## WHAT THE TASK REQUIRES
If a line in the listing carries the word "Face", return a copy of that line.

## SUPPLIED ENTRIES
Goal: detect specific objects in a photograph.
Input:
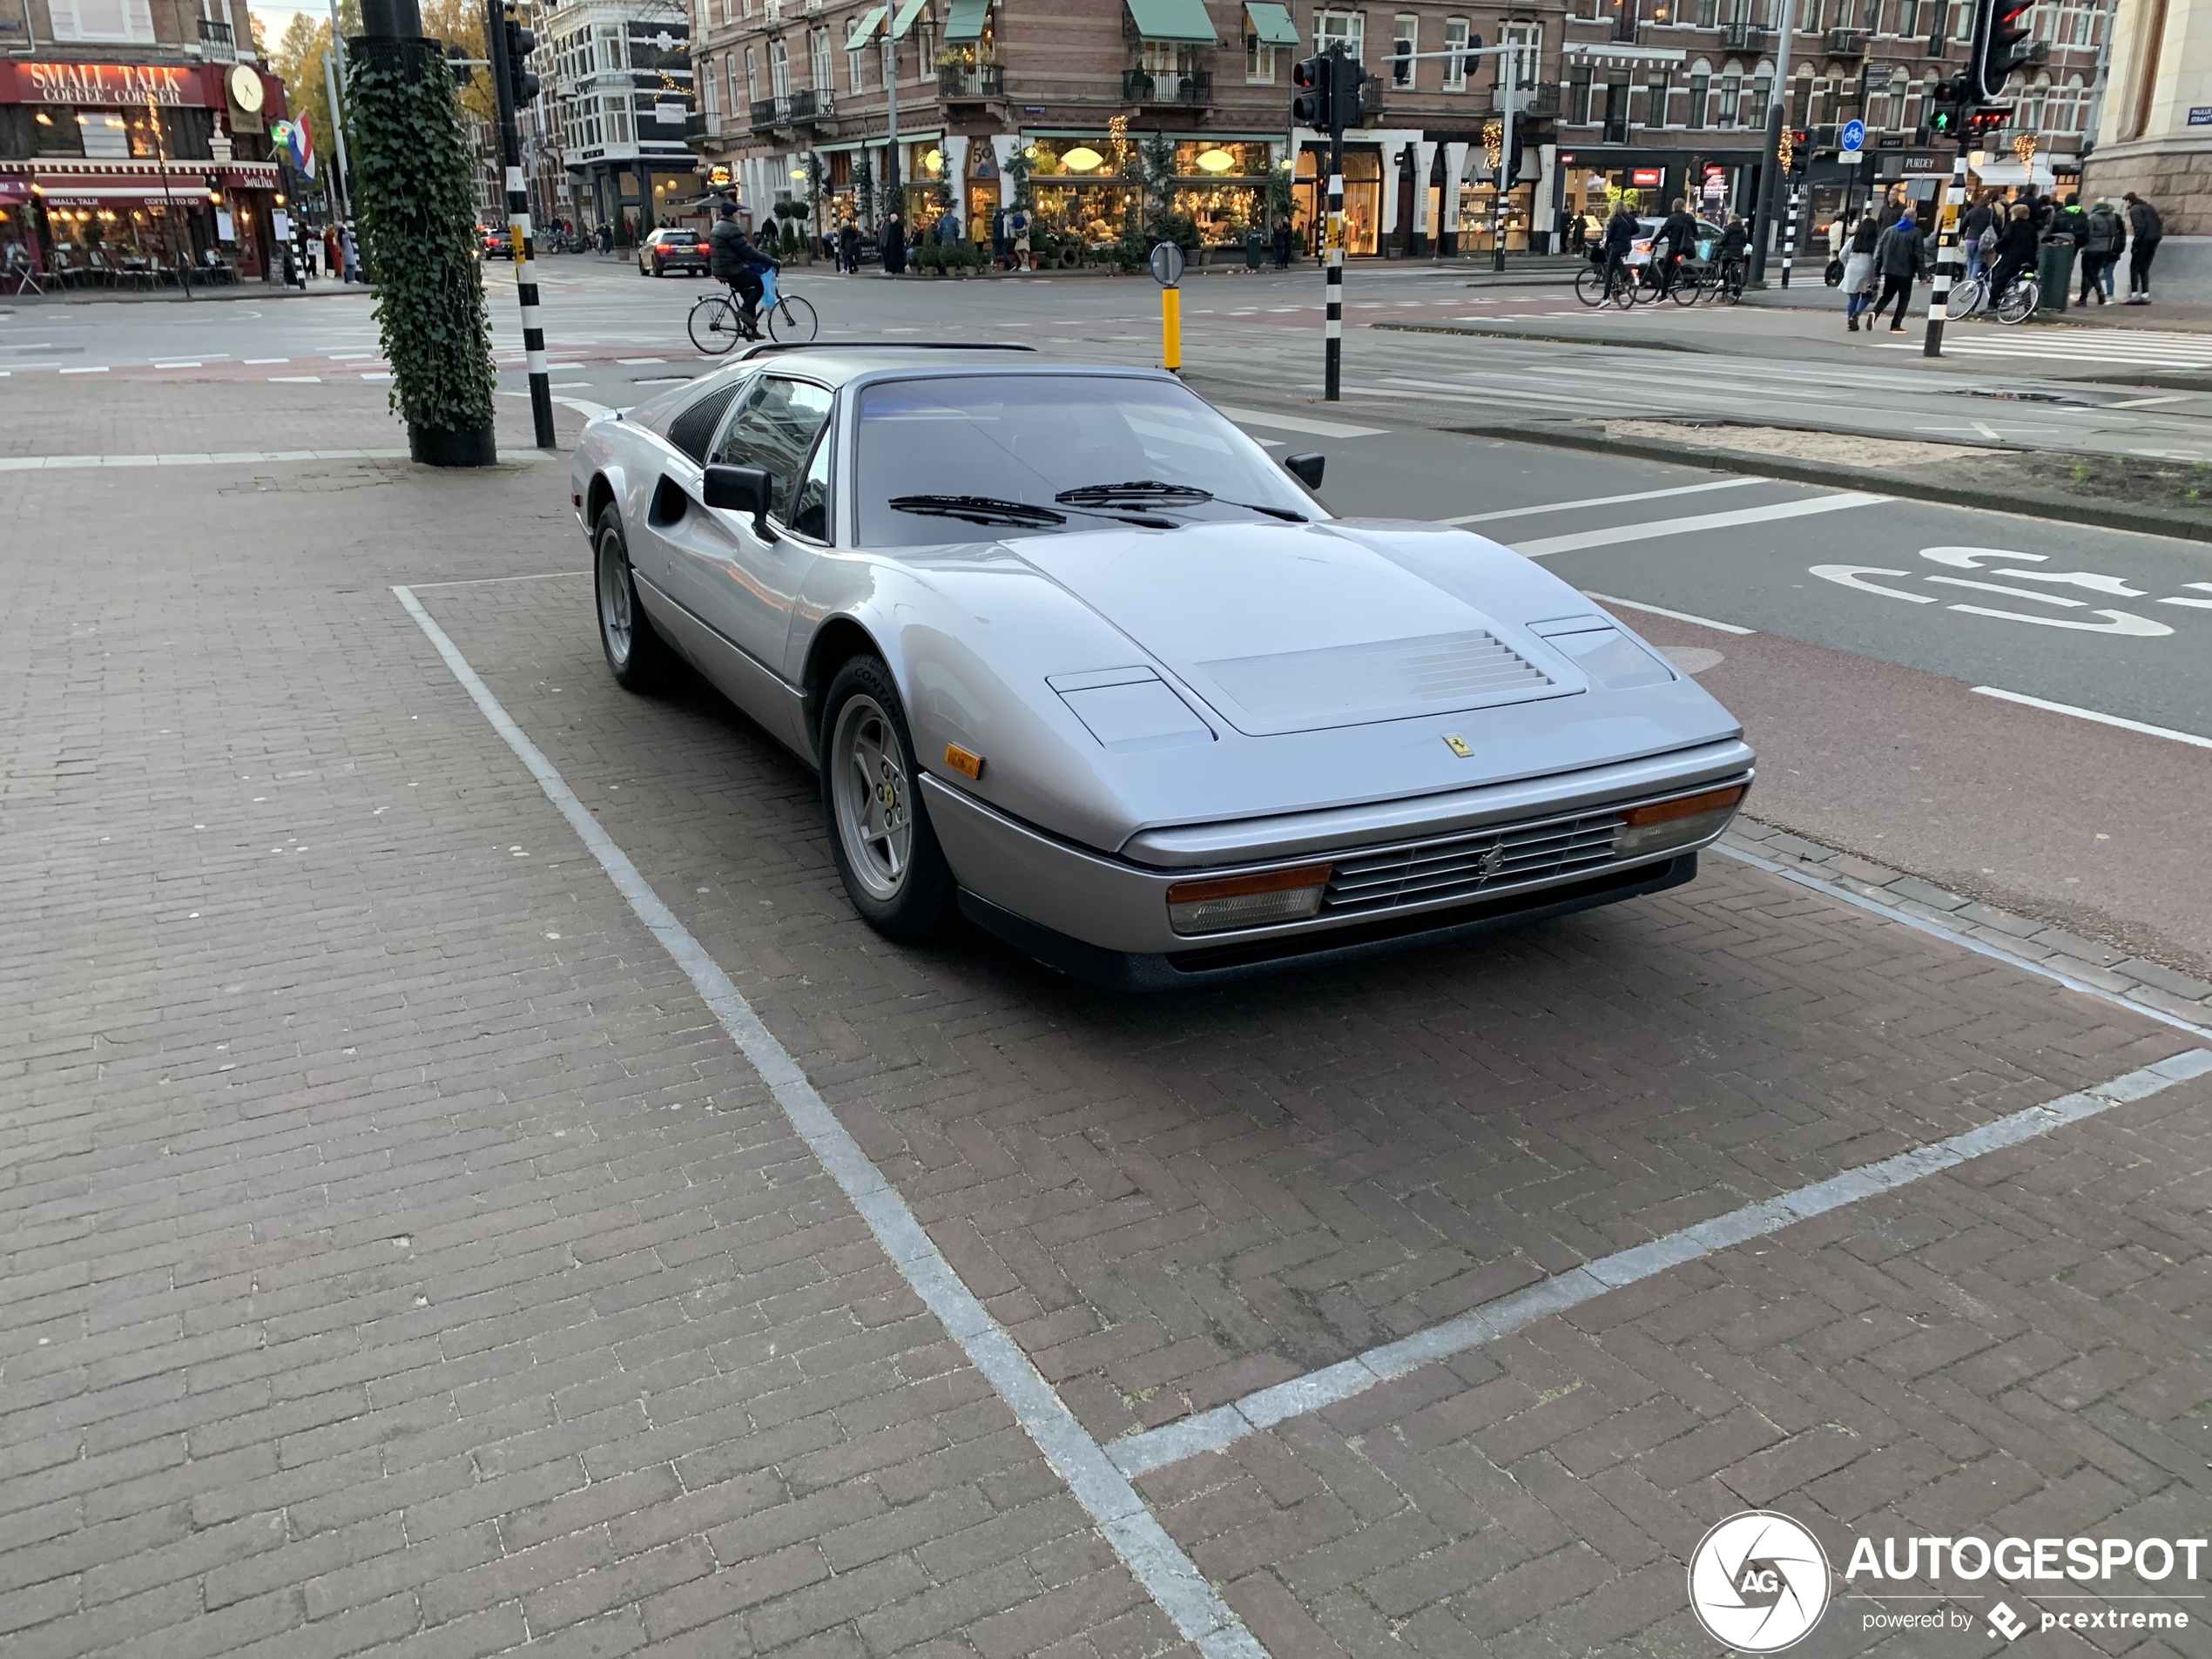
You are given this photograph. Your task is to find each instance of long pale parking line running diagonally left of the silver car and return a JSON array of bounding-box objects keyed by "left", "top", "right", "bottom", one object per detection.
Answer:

...

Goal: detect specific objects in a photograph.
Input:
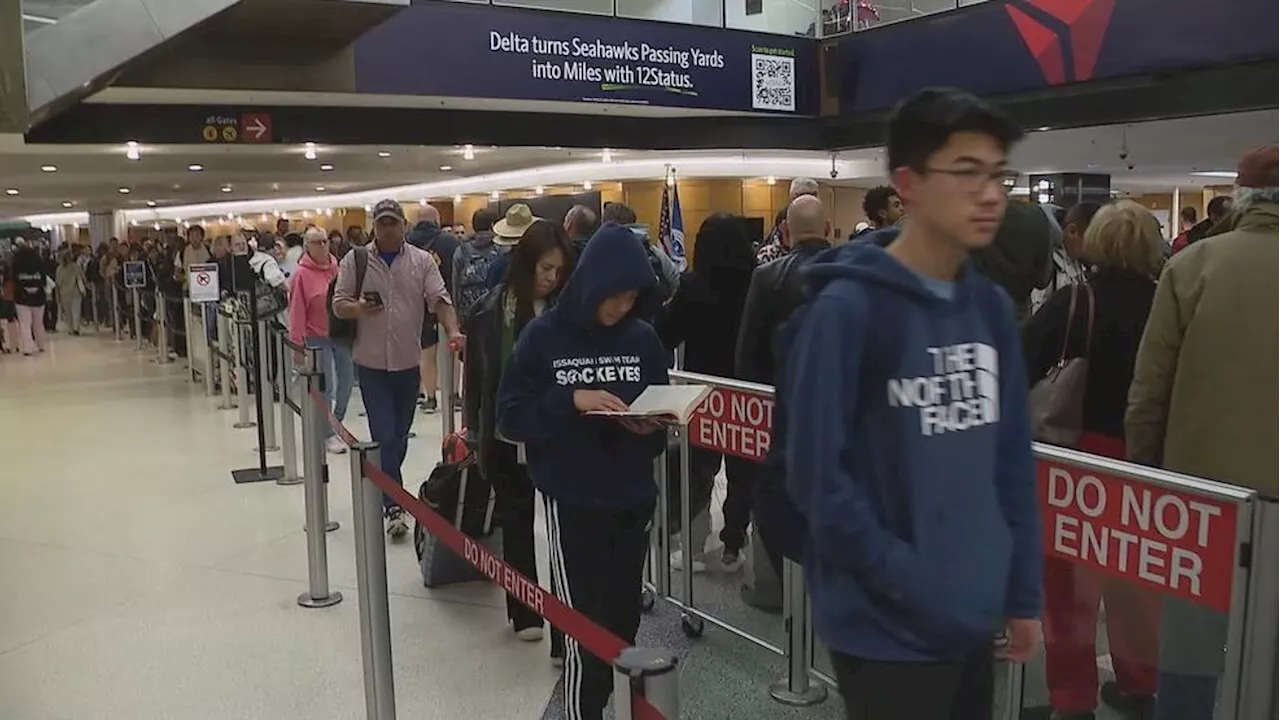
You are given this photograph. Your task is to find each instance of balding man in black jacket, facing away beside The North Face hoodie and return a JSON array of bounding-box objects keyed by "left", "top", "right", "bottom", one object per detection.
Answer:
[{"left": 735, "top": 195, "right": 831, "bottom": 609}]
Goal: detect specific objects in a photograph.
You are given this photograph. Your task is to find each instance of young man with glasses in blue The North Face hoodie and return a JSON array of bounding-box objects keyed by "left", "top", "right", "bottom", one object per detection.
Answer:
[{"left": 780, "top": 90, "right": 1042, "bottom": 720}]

## ANSWER TO THIS TASK
You are given this photograph. Your task is to find each instance of balding man in black jacket, facing away beside The North Face hoodie and return a JSON array of bounding-box objects keyed by "left", "top", "right", "bottom", one object per detection.
You are given this photograph. Your task is to find each instance of young man with glasses in blue The North Face hoodie and return a JSON array of bounding-box objects keyed by "left", "top", "right", "bottom", one object per detection.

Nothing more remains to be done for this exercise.